» **Problems and tasks**
a - Sum up the passage on belief in two sentences.
b - Answer these questions from the passage on belief:
(i) Besides useful, what can definitions be, according to the writer, and what can they not be?
(ii) What does Peirce name as the only immediate motive for the struggle to attain belief?
(iii) What does Peirce say is the sole object of inquiry?
c - Edit the passage on belief from "There are many" up to and including "related to truth.", putting "agreements" in place of "conventions".

» **Given passage**

There are many definitions of belief (and of knowledge etc.) and it is vain to search for the 'correct' one. Definitions are conventions and can only be useful, consistent, persuasive, and the like, but not correct. Your dictionary definition equates believing with regarding something as true. This narrows beliefs to true beliefs. There are other types of beliefs, only one type is related to truth.

In the paper to which I linked, Peirce makes the following statement:

"The irritation of doubt is the only immediate motive for the struggle to attain belief. It is certainly best for us that our beliefs should be such as may truly guide our actions so as to satisfy our desires; and this reflection will make us reject every belief which does not seem to have been so formed as to insure this result. But it will only do so by creating a doubt in the place of that belief. With the doubt, therefore, the struggle begins, and with the cessation of doubt it ends. Hence, the sole object of inquiry is the settlement of opinion. We may fancy that this is not enough for us, and that we seek, not merely an opinion, but a true opinion. But put this fancy to the test, and it proves groundless; for as soon as a firm belief is reached we are entirely satisfied, whether the belief be true or false."

» **Given information**
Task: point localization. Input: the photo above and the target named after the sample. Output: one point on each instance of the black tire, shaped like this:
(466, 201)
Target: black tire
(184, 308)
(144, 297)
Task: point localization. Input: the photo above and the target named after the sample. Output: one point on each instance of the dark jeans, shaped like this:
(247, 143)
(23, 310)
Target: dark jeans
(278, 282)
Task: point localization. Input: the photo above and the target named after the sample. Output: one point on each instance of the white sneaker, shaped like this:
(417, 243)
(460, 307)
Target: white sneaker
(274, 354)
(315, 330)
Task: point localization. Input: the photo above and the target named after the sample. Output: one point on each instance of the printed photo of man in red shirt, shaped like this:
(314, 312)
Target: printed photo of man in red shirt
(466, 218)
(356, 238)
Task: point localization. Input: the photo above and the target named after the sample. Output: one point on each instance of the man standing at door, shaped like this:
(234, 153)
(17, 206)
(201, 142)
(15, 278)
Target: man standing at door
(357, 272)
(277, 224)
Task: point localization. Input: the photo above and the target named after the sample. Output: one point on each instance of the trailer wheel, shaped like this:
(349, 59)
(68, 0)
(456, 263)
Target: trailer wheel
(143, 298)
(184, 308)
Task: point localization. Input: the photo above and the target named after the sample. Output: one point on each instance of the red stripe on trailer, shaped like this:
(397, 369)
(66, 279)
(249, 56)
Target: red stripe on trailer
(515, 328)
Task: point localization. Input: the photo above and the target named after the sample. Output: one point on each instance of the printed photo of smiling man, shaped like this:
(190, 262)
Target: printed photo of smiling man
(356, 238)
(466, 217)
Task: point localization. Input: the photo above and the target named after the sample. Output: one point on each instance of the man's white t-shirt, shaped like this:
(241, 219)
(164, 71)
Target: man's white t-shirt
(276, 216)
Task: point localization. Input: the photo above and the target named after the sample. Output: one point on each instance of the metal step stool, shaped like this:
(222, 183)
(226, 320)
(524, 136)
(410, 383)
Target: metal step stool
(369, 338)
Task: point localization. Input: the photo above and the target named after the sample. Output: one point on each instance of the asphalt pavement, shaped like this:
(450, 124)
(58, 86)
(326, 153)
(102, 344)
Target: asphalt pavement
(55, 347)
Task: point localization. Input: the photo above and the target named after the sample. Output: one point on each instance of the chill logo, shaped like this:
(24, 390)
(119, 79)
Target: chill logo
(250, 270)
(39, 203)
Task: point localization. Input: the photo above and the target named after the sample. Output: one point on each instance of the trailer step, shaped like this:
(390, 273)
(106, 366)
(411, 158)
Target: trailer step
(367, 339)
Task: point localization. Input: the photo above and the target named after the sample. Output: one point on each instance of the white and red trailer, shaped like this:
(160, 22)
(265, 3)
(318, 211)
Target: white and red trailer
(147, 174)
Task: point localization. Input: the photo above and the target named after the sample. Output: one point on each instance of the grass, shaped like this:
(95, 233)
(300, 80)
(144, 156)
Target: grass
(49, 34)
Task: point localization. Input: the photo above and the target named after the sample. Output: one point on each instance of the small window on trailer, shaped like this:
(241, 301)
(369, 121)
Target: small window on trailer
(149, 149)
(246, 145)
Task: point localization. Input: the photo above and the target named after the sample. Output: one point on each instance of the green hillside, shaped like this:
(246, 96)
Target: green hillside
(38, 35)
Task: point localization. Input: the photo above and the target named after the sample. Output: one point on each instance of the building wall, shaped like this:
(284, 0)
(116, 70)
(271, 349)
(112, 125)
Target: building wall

» **Answers to the exercise**
a - The writer holds that definitions of belief are conventions that can be useful, consistent or persuasive but never correct, and that a dictionary definition equating believing with regarding something as true narrows beliefs to true beliefs, though there are other types. In the quoted statement, Peirce says that the irritation of doubt drives the struggle to attain belief, that the sole object of inquiry is the settlement of opinion, and that once a firm belief is reached we are satisfied whether it is true or false.

b -
(i) Consistent and persuasive, but not correct.
(ii) The irritation of doubt.
(iii) The settlement of opinion.

c -
There are many definitions of belief (and of knowledge etc.) and it is vain to search for the 'correct' one. Definitions are agreements and can only be useful, consistent, persuasive, and the like, but not correct. Your dictionary definition equates believing with regarding something as true. This narrows beliefs to true beliefs. There are other types of beliefs, only one type is related to truth.